(Beginning of Data extract)
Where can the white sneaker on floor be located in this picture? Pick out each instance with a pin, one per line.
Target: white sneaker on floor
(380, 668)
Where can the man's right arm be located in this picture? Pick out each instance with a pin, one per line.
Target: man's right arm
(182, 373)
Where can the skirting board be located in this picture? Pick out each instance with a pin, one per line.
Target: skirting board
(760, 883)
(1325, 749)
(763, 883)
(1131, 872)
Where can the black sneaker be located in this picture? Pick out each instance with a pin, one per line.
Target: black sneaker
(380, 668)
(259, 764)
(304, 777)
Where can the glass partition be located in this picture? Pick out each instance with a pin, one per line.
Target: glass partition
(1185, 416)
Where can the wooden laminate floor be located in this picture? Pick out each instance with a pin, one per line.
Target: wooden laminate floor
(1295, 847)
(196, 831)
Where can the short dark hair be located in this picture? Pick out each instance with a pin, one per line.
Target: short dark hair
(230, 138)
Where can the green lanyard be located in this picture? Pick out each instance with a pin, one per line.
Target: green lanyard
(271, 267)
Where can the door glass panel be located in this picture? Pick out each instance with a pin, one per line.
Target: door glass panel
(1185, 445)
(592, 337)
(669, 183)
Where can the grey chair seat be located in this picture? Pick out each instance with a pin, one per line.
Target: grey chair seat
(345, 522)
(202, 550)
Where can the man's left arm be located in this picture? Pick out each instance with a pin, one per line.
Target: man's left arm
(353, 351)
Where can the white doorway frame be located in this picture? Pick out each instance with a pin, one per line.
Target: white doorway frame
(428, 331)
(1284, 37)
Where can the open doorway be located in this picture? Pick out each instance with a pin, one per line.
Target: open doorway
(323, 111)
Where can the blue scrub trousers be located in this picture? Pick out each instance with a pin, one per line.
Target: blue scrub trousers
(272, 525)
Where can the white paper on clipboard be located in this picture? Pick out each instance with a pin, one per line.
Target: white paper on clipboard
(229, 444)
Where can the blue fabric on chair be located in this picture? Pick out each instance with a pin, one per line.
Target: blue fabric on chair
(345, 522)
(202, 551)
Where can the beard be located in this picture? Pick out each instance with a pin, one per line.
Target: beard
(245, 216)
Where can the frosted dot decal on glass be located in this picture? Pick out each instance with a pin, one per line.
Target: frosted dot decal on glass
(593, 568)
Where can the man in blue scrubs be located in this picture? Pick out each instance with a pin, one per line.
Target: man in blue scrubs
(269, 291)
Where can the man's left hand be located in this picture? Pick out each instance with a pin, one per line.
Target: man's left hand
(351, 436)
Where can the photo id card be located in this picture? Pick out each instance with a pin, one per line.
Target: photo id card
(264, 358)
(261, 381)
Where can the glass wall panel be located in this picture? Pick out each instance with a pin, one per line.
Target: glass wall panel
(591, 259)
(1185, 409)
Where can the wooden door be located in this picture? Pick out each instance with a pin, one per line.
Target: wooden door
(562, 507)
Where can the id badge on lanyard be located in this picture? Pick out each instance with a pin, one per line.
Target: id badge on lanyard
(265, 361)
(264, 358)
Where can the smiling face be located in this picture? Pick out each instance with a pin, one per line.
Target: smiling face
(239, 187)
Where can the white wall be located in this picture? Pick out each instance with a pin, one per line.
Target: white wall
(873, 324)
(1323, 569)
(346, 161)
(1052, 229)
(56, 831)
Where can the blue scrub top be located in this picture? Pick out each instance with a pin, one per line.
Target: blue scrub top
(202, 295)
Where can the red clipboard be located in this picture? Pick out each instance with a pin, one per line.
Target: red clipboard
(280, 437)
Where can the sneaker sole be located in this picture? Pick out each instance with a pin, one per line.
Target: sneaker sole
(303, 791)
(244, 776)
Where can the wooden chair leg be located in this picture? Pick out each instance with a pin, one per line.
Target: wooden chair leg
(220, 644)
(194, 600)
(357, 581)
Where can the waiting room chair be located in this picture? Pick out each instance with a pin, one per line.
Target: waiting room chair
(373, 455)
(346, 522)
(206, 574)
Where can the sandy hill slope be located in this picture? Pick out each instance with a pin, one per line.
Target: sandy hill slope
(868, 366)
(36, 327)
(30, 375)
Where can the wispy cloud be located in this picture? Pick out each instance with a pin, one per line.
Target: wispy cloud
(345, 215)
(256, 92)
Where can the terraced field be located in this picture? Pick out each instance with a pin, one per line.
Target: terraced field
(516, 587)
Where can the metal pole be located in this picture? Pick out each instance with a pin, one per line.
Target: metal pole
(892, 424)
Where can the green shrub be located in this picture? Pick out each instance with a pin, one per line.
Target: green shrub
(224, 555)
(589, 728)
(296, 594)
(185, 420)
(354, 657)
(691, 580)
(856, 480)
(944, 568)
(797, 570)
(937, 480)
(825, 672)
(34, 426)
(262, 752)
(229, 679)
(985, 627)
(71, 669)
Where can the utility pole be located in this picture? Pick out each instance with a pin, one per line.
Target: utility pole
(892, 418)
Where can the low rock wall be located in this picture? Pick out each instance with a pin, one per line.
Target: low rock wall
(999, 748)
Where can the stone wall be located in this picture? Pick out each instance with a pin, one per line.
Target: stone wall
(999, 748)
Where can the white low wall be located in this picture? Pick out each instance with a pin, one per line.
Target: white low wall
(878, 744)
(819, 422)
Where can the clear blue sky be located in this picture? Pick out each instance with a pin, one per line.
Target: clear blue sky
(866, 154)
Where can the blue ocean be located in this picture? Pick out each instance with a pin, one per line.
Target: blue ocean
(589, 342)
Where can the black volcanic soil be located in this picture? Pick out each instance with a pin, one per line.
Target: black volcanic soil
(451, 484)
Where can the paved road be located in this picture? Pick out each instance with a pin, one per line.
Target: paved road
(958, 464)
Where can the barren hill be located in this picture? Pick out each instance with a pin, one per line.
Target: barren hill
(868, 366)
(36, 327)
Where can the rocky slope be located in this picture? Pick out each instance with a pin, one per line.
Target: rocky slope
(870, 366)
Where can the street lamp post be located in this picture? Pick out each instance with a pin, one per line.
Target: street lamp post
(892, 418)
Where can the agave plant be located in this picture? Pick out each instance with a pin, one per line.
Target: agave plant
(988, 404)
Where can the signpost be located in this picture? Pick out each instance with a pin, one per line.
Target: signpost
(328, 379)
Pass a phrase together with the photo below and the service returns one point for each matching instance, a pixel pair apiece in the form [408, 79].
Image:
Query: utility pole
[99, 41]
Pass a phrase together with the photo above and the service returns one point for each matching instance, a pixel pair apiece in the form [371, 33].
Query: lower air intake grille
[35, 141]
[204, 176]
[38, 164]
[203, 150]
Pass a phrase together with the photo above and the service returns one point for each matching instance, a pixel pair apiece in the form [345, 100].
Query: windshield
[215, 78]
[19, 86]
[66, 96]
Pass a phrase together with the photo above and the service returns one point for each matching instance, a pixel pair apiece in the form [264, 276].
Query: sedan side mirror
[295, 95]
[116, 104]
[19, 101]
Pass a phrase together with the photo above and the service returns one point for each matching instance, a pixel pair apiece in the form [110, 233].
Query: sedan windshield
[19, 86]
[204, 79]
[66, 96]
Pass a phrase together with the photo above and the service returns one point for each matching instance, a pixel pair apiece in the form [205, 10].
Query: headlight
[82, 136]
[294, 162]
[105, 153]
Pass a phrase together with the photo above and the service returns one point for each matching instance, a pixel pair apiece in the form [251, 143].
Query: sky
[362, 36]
(End of Data extract)
Exercise: Give back the entire listing above, matching every line exactly.

Exercise solution:
Where can the white sneaker on floor be located in this picture? Pick out each instance with a pin, one per line.
Target: white sneaker on floor
(380, 668)
Where can the man's right arm be located in this picture? Pick out each instance with a pin, one per line.
Target: man's right arm
(182, 373)
Where can the skirting board be located in this picture? Pick out each instance with a pin, one per line.
Target: skirting board
(760, 883)
(1325, 749)
(763, 883)
(1131, 872)
Where can the black sneaker be located in this picture? Pick out each instance with a pin, one per line.
Target: black sneaker
(380, 668)
(259, 764)
(304, 777)
Where can the glass partition be located in this picture? Pick out each instance with a pin, one per line.
Target: glass partition
(1185, 416)
Where can the wooden laminate floor be located in this picture? Pick out each instance with a pin, one per line.
Target: wooden laminate floor
(1295, 847)
(196, 831)
Where can the short dark hair be located in this picture? Pick out each instance with a pin, one per line.
Target: short dark hair
(230, 138)
Where can the green lanyard be located in this picture? Pick out each instance with a pin, one per line.
Target: green lanyard
(271, 267)
Where can the door glass panel be located in this picture? Pick out each instance with a pin, one per line.
Target: door glass panel
(1185, 445)
(592, 337)
(669, 183)
Where can the grey chair seat be located in this picture? Pick out each instance with a pin, one per line.
Target: grey chair seat
(345, 522)
(202, 550)
Where can the man's left arm be located in this picture? Pick out each instance with a pin, one per line.
Target: man's left arm
(353, 351)
Where can the white doorway frame be located in this picture? Pick out each instance with a pin, one per line.
Target: white doorway frame
(428, 331)
(1284, 37)
Where can the open doorway be located in this picture? Pick out each instance with a pin, one per line.
Target: open doorway
(323, 111)
Where can the blue scrub trousers be located in this picture? Pick out each instance with a pin, one per line.
Target: blue scrub trousers
(272, 525)
Where can the white paper on clipboard be located in this picture? Pick out each instance with a pin, one per line.
Target: white paper on clipboard
(229, 444)
Where can the blue fabric on chair be located in this picture? Pick out each instance with a pin, one per line.
Target: blue fabric on chair
(345, 522)
(202, 551)
Where can the beard be located in this picture? Pick out each instance with a pin, one per line.
Target: beard
(245, 216)
Where can the frosted dot decal on glass be located in this picture? Pick out each instance with a pin, one per line.
Target: frosted dot decal on glass
(593, 568)
Where can the man in blue scrubs be located in this picture? Pick out each instance with a pin, one per line.
Target: man in blue scrubs
(269, 291)
Where can the man's left hand be located in this picture? Pick out each instance with a pin, one per line.
Target: man's left hand
(351, 436)
Where can the photo id card be located in this picture? Pick out each instance with a pin, one per line.
Target: photo id card
(264, 358)
(261, 381)
Where can the glass wall panel be located in this picture? Pick out each instance with a pin, one per line.
Target: glass wall panel
(591, 259)
(1185, 409)
Where can the wooden door be located in this picture? Pick out each instance with a pin, one per line.
Target: wooden door
(562, 507)
Where can the id badge on lanyard be located in this picture? Pick out each instance with a pin, one per line.
Target: id badge on lanyard
(265, 361)
(264, 358)
Where can the smiling face be located in this picture? Pick out each instance with a pin, one per line.
Target: smiling face
(239, 187)
Where can the white wall be located in this picture? Pick out each instance with a pin, one per line.
Target: white wall
(873, 324)
(1323, 569)
(346, 161)
(1052, 229)
(56, 831)
Where can the blue scrub top be located in this picture? Pick out each instance with a pin, one per line.
Target: blue scrub top
(202, 295)
Where can the red clipboard be located in this picture? Pick out each instance with a pin, one per line.
Target: red clipboard
(280, 437)
Where can the sneaker sole be located in this picture? Pick out each instance with a pin, one per line.
Target: sneaker sole
(303, 791)
(244, 776)
Where can the wooden chair leg be located in this picture? Pick out each instance with a pin, one per line.
Target: wooden chair leg
(220, 644)
(194, 600)
(357, 581)
Where can the waiting room chair be located in this picture? Pick out each instance with a pin, one per line.
Target: waiting room chair
(373, 455)
(346, 522)
(206, 574)
Where can the sandy hill slope be located in this picture? Pick out each instance with a pin, one per line.
Target: sandy hill slope
(868, 366)
(36, 327)
(30, 375)
Where can the wispy cloud be located in this picture? Pick out each instance with a pin, one per line.
Target: wispy cloud
(345, 215)
(256, 92)
Where can the terraced field be located in this picture? Pick out each instance with a pin, one per line.
Target: terraced field
(516, 587)
Where can the metal pole be located in this picture? Pick out each instance with a pin, one per line.
Target: metal pole
(892, 424)
Where can the green shrub be located in this picture? Pick out each instance with a pin, one per line.
Target: green shrub
(224, 555)
(589, 728)
(296, 594)
(185, 420)
(354, 657)
(691, 580)
(856, 480)
(944, 568)
(797, 570)
(937, 480)
(825, 672)
(34, 426)
(262, 752)
(229, 679)
(985, 627)
(71, 669)
Where can the utility pole be located in this picture? Pick out each instance with a pin, one per line.
Target: utility pole
(892, 418)
Where can the low rock wall be located in this picture? Pick out each instance with a pin, one per line.
Target: low rock wall
(999, 748)
Where can the stone wall be located in this picture? Pick out each instance with a pin, one per line.
Target: stone wall
(999, 748)
Where can the white low wall be located in this picture? Pick out each instance with a pin, one per line.
Target: white low wall
(878, 744)
(819, 422)
Where can the clear blue sky be located in this picture? Pick out each instance with a pin, one per line.
Target: clear blue sky
(866, 154)
Where can the blue ocean be located in this picture? Pick out each instance with a pin, one per line.
Target: blue ocean
(589, 342)
Where can the black volcanic soil be located in this picture? Pick out each instance with a pin, one per line.
Target: black volcanic soil
(451, 484)
Where can the paved road be located in this picture? Pick out each instance with a pin, one per line.
Target: paved road
(958, 464)
Where can the barren hill be located in this picture? Pick out each instance with a pin, one per line.
Target: barren hill
(868, 366)
(36, 327)
Where can the rocky slope be located in this picture? Pick out each instance with a pin, one per line.
Target: rocky slope
(870, 366)
Where can the street lamp post be located in this picture? Pick out each instance with a pin, one per line.
Target: street lamp post
(892, 418)
Where can the agave plant be located in this picture? Pick out each instance with a pin, one per line.
Target: agave plant
(988, 404)
Where can the signpost be located in this picture? Pick out each instance with a pin, one per line.
Target: signpost
(328, 379)
Pass a phrase together with the photo below and the service returns one point for each matching instance, a pixel pair apiece in the form [408, 79].
Image:
Query: utility pole
[99, 41]
Pass a phrase together with the photo above and the service returns one point for each matching instance, a pixel pair apiece in the form [371, 33].
Query: lower air intake grille
[35, 141]
[204, 176]
[38, 164]
[203, 150]
Pass a phrase together with the photo above and the service returns one point for each matching instance, a pixel pair apiece in the form [345, 100].
Query: windshield
[215, 78]
[19, 86]
[66, 96]
Pass a phrase together with the photo above and the service returns one point for each matching instance, a pixel pair apiece in the form [264, 276].
Query: sedan side mirror
[295, 95]
[116, 104]
[19, 101]
Pass a phrase together with the photo above and the service returns one point for each matching instance, a pixel pair apiece in the form [110, 233].
Query: sedan windshield
[19, 86]
[204, 79]
[66, 96]
Pass a phrase together with the photo above and the service returns one point for each matching instance, a pixel pair apiece in the form [205, 10].
Query: headlight
[82, 136]
[294, 162]
[105, 153]
Pass a phrase together with the photo above and the service returns one point for each matching instance, a pixel pair apiece in the form [251, 143].
Query: sky
[362, 36]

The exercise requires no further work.